- Stated exercise
Rewrite the rows below as a numbered list, dropping any blank lines.

- Record excerpts

((

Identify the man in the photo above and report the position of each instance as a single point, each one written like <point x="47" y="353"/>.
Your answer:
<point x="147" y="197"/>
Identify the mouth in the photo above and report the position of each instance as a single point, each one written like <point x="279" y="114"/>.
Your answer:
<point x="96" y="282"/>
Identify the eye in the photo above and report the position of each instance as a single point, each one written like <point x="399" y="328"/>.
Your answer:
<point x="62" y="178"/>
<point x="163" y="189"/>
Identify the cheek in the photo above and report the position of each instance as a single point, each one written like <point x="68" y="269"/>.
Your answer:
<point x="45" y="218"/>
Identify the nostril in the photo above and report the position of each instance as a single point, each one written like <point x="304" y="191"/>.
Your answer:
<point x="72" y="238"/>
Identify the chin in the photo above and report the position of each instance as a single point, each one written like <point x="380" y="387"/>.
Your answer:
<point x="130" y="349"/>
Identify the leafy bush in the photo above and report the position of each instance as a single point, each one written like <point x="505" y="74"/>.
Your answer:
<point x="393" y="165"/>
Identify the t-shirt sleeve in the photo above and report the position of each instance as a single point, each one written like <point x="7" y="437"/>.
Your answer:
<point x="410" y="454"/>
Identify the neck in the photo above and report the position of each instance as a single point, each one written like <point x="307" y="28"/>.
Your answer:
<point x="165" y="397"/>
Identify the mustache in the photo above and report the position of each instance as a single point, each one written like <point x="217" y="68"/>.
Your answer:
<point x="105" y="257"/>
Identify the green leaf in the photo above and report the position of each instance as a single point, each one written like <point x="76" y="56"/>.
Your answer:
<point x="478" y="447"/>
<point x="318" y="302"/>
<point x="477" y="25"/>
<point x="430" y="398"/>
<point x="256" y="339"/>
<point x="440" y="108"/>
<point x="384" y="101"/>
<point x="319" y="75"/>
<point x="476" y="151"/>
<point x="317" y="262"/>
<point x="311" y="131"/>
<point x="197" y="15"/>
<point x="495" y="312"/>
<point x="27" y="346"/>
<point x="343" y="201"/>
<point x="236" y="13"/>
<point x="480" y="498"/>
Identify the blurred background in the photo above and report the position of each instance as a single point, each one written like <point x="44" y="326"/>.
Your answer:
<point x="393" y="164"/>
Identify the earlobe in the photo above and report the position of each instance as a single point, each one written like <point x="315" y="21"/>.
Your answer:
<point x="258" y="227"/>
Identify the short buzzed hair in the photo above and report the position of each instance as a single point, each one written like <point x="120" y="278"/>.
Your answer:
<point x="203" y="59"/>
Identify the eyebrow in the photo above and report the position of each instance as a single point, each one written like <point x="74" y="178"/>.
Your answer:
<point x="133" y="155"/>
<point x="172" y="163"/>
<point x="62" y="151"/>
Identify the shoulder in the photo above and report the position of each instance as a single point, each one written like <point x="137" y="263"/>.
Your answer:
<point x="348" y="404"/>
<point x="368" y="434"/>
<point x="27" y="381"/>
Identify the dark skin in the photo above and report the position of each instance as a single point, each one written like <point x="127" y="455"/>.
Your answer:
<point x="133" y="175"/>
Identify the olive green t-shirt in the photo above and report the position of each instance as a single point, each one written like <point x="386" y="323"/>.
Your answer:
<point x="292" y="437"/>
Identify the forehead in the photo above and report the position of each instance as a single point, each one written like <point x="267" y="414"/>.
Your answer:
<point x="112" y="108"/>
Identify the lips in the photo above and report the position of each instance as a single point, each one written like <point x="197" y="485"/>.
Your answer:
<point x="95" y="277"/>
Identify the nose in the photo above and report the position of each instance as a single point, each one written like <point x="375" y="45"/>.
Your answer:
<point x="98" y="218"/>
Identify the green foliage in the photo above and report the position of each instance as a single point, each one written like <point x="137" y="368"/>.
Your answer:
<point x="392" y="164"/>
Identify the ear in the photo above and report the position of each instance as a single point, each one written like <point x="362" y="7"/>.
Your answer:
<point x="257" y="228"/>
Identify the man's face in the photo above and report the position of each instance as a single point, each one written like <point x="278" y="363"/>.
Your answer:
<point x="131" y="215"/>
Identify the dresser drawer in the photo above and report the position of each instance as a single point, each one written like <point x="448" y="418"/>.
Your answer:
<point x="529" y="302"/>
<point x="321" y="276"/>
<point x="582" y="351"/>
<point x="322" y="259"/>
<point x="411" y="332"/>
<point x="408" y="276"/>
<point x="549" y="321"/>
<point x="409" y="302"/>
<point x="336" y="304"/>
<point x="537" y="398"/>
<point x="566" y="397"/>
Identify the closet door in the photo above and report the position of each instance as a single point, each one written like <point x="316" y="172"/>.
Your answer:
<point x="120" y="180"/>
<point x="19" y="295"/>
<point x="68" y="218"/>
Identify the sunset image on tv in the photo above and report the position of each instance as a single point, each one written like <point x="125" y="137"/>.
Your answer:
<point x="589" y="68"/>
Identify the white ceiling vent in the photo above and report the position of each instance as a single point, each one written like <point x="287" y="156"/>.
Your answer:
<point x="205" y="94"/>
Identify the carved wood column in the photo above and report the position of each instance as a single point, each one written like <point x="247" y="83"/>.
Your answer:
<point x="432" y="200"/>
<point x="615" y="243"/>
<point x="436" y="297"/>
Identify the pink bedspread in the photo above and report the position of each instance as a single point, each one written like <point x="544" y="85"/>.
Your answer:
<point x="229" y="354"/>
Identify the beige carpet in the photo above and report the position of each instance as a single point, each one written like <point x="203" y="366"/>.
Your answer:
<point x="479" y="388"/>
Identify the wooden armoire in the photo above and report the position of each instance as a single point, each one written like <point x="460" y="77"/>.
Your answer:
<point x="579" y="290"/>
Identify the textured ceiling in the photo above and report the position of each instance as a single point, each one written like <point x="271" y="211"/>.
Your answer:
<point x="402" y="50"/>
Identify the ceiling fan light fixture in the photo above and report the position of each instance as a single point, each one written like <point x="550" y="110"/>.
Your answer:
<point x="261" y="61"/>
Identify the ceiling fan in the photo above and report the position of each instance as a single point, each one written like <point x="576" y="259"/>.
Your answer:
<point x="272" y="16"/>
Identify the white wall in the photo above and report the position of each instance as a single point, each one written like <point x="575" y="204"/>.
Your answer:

))

- Final answer
1. Identify the man in the photo above and report the position of each instance as a single point, each one written like <point x="47" y="353"/>.
2. Your answer:
3. <point x="147" y="197"/>
4. Identify the mouth in the photo above and report the position of each instance as a single point, each one written like <point x="279" y="114"/>.
5. Your answer:
6. <point x="96" y="282"/>
7. Identify the eye in the photo above and report the position of each instance as a single point, each one written like <point x="399" y="328"/>.
8. Your answer:
9. <point x="62" y="178"/>
10. <point x="163" y="189"/>
11. Identify the cheek in the photo above and report the position of each instance as a single point, each one written like <point x="68" y="269"/>.
12. Your answer:
13. <point x="45" y="218"/>
14. Identify the nostril in the photo above and report the position of each instance as a single point, each one written like <point x="304" y="191"/>.
15. Your answer:
16. <point x="72" y="238"/>
17. Identify the chin in the photo above and report the position of each instance as a single point, each one written like <point x="380" y="387"/>.
18. Your answer:
19. <point x="130" y="349"/>
20. Identify the leafy bush in the photo above and report the position of each instance as a single point, each one written like <point x="505" y="74"/>.
21. Your answer:
22. <point x="393" y="165"/>
23. Identify the t-shirt sleeve in the photo above and report the position of each instance as a single point, each one written like <point x="7" y="437"/>.
24. Your answer:
25. <point x="410" y="454"/>
26. Identify the neck in the photo above and report the position of each instance as a single point, each one written like <point x="307" y="28"/>.
27. Your answer:
28. <point x="165" y="397"/>
29. Identify the mustache in the photo above and report the position of each instance as a single point, each one written like <point x="217" y="68"/>.
30. Your answer:
31. <point x="105" y="257"/>
32. Identify the green leaf in the photo above and report the position of each instance as a single point, each one written like <point x="76" y="56"/>.
33. Your answer:
34. <point x="478" y="447"/>
35. <point x="318" y="302"/>
36. <point x="477" y="25"/>
37. <point x="430" y="398"/>
38. <point x="256" y="339"/>
39. <point x="440" y="108"/>
40. <point x="384" y="101"/>
41. <point x="319" y="75"/>
42. <point x="476" y="151"/>
43. <point x="317" y="262"/>
44. <point x="311" y="131"/>
45. <point x="197" y="15"/>
46. <point x="495" y="312"/>
47. <point x="27" y="346"/>
48. <point x="343" y="201"/>
49. <point x="236" y="13"/>
50. <point x="480" y="498"/>
51. Identify the blurred background in the photo above and report the position of each instance as a single point, each one written like <point x="44" y="326"/>.
52. Your answer:
53. <point x="393" y="164"/>
54. Identify the earlobe in the photo above and report the position of each instance as a single point, each one written like <point x="315" y="21"/>.
55. Your answer:
56. <point x="258" y="227"/>
57. Identify the short buzzed hair in the photo above and report the position of each instance as a single point, each one written like <point x="120" y="278"/>.
58. Your answer:
59. <point x="203" y="59"/>
60. Identify the eyebrow in the photo above and report the position of each instance as a single point, each one written like <point x="74" y="178"/>.
61. Your answer:
62. <point x="133" y="155"/>
63. <point x="172" y="163"/>
64. <point x="62" y="151"/>
65. Identify the shoulder in the photo above and report the position of each instance as a single point, each one written like <point x="137" y="263"/>.
66. Your answer:
67. <point x="348" y="404"/>
68. <point x="368" y="434"/>
69. <point x="27" y="381"/>
70. Identify the dark skin in the photo above and report the position of each instance as a single point, each one written like <point x="127" y="455"/>.
71. Your answer:
72. <point x="133" y="175"/>
73. Identify the olive green t-shirt in the photo above and report the position of each instance as a single point, each one written like <point x="386" y="323"/>.
74. Your answer:
75. <point x="292" y="437"/>
76. Identify the forehead in the photo above and report the position of each instance as a single point, each one written like <point x="267" y="414"/>.
77. Your answer:
78. <point x="112" y="108"/>
79. Identify the lips in the photo above and report the position of each instance as a single point, each one written like <point x="197" y="485"/>.
80. Your answer:
81. <point x="95" y="277"/>
82. Identify the nose in the photo above and report the position of each instance as a single point, each one written like <point x="375" y="45"/>.
83. Your answer:
84. <point x="98" y="218"/>
85. Identify the green foliage in the photo above and report the position of each instance as a single point, each one written like <point x="137" y="368"/>.
86. Your answer:
87. <point x="392" y="164"/>
88. Identify the ear in the photo above and report the position of each instance as a single point, each one written like <point x="362" y="7"/>.
89. Your answer:
90. <point x="257" y="228"/>
91. Identify the man's face in the photo above and report the position of each instance as a single point, each one written like <point x="278" y="363"/>.
92. Your answer:
93. <point x="131" y="215"/>
94. Identify the dresser drawer in the photo above and report the position of each instance as a single point, each one written like <point x="448" y="418"/>.
95. Your answer:
96. <point x="529" y="302"/>
97. <point x="321" y="276"/>
98. <point x="582" y="351"/>
99. <point x="322" y="259"/>
100. <point x="411" y="332"/>
101. <point x="408" y="276"/>
102. <point x="549" y="321"/>
103. <point x="409" y="302"/>
104. <point x="336" y="304"/>
105. <point x="537" y="398"/>
106. <point x="566" y="397"/>
107. Identify the closet door in the photo above and report the position of each instance as a single point, each one written like <point x="316" y="172"/>.
108. Your answer:
109. <point x="120" y="180"/>
110. <point x="19" y="295"/>
111. <point x="68" y="218"/>
112. Identify the sunset image on tv in the photo above and report the position of each instance as a single point, each one written like <point x="125" y="137"/>.
113. Your answer:
114. <point x="589" y="68"/>
115. Identify the white ceiling vent in the photo above and report the position of each instance as a single point, each one written like <point x="287" y="156"/>.
116. Your answer:
117. <point x="205" y="94"/>
118. Identify the carved wood column in the photo above and report the position of each instance as a single point, each one written like <point x="247" y="83"/>.
119. Your answer:
120. <point x="432" y="200"/>
121. <point x="615" y="243"/>
122. <point x="436" y="297"/>
123. Identify the pink bedspread in the photo above and report the position of each instance as a single point, each one written like <point x="544" y="85"/>.
124. Your answer:
125. <point x="229" y="354"/>
126. Identify the beige carpet in the photo above and report the position of each instance as a single point, each one written like <point x="203" y="366"/>.
127. Your answer:
128. <point x="479" y="388"/>
129. Identify the wooden armoire in the photo above and report the position of each instance as a single point, each one written like <point x="460" y="77"/>.
130. Your answer:
131. <point x="579" y="290"/>
132. Identify the textured ceiling in the photo above and report the position of each instance as a single point, each one written like <point x="271" y="211"/>.
133. Your answer:
134. <point x="402" y="50"/>
135. Identify the ceiling fan light fixture in the photo above and report the position of each instance as a single point, each one written like <point x="550" y="110"/>.
136. Your answer:
137. <point x="261" y="61"/>
138. Identify the ceiling fan in the photo above and report the position of each instance as a single point, each one written like <point x="576" y="259"/>.
139. Your answer:
140. <point x="272" y="16"/>
141. Identify the white wall in the photo above and report the position of each instance as a single point, each one written like <point x="575" y="204"/>.
142. Your answer:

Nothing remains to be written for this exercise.